#### Written task 1:
Return the passage of the transcript on practice owners saving for retirement, starting at "Now, of the" and ending at "to save properly.".
#### Written task 2:
Resume the transcript on practice owners saving for retirement, continuing from its final line.

Now, of the 20 people that are going to be there, I'll probably talk to 15 of them afterwards, but ultimately we're only going to help one, maybe two. And that's only if it bears fruit looking at data. But yeah, that sounds cheesy, but that's what I'm looking forward to.

Jarrod Bridgeman:
That's awesome. And part of what you talk about when you present is a lot of the focus on cashflow. Some of it's on saving and putting money towards retirement and things like that. But there are some pretty glaring and obvious reasons, obvious to us, I should say, of why a lot of practice owners are unable to save or unable to save properly.

Casey Hiers:
If our firm had a love language, it would be saving for retirement. And there are a lot of headwinds when it comes to saving for retirement for practice owners. Even when they're in a position, meaning they're producing a lot of dentistry, they're collecting a lot of dentistry, the money's there. It's still challenging, but they could, there's things that can prevent them from properly saving and entity structure is one of them that we talk about in our course.

Jarrod Bridgeman:
A lot of these practice owners before they come to us, do not have a W2 in place for themselves. Now, can you tell me why that is important?

#### Given information:
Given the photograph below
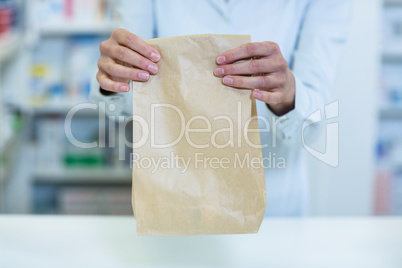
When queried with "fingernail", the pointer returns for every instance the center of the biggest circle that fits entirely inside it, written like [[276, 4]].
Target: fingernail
[[153, 69], [221, 59], [257, 94], [228, 80], [155, 56], [219, 71], [124, 88], [143, 75]]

#### Reply 1:
Now, of the 20 people that are going to be there, I'll probably talk to 15 of them afterwards, but ultimately we're only going to help one, maybe two. And that's only if it bears fruit looking at data. But yeah, that sounds cheesy, but that's what I'm looking forward to.

Jarrod Bridgeman:
That's awesome. And part of what you talk about when you present is a lot of the focus on cashflow. Some of it's on saving and putting money towards retirement and things like that. But there are some pretty glaring and obvious reasons, obvious to us, I should say, of why a lot of practice owners are unable to save or unable to save properly.

#### Reply 2:
Casey Hiers:
Yeah, I can. And thank you. And we'll back up a little bit. It's incredible how many practice owners when asked how they pay themselves on an offline conversation, "Well, I take what's left over at the end of the month or I'll skip a paycheck, but I'll make it up in some erratic distributions throughout the year," or, "At the end of the year. We just drain the accounts after we build them up all year." If you're doing that-

Jarrod Bridgeman:
Sounds rough.

Casey Hiers:
... Yikes.

Jarrod Bridgeman:
How do you plan for your bills or emergencies that may pop up at home?

Casey Hiers:
Well, unfortunately, entity structure can prevent practice owners from achieving their goals. If one of the big ones is retiring, let's reverse engineer this. Well, what do you need to retire? Well, I need X amount of money. Okay, how do I do that? Sometimes entity structure prevents practice owners from saving, and it's really easy to keep skipping that thing every year. Well, I'll do it next year. I'll do it next year. I'll do it next year. Well, I'm going to wait till I get my debt, student loan debt paid off. I'm going to and it's probably a low interest rate. And that's another conversation.

Jarrod Bridgeman:
Sure, sure.

Casey Hiers:
Emotionally I want to get that and then well, I'm going to get the practice paid off. And well, yeah, I'm going to do this and I'm going to do that. My friend gave me the Dave Ramsey book, so I'm going to make sure all my debt's gone. And they keep putting it off and then they look up and they go, "Whoa."

Jarrod Bridgeman:
I'm 50 and not much is there.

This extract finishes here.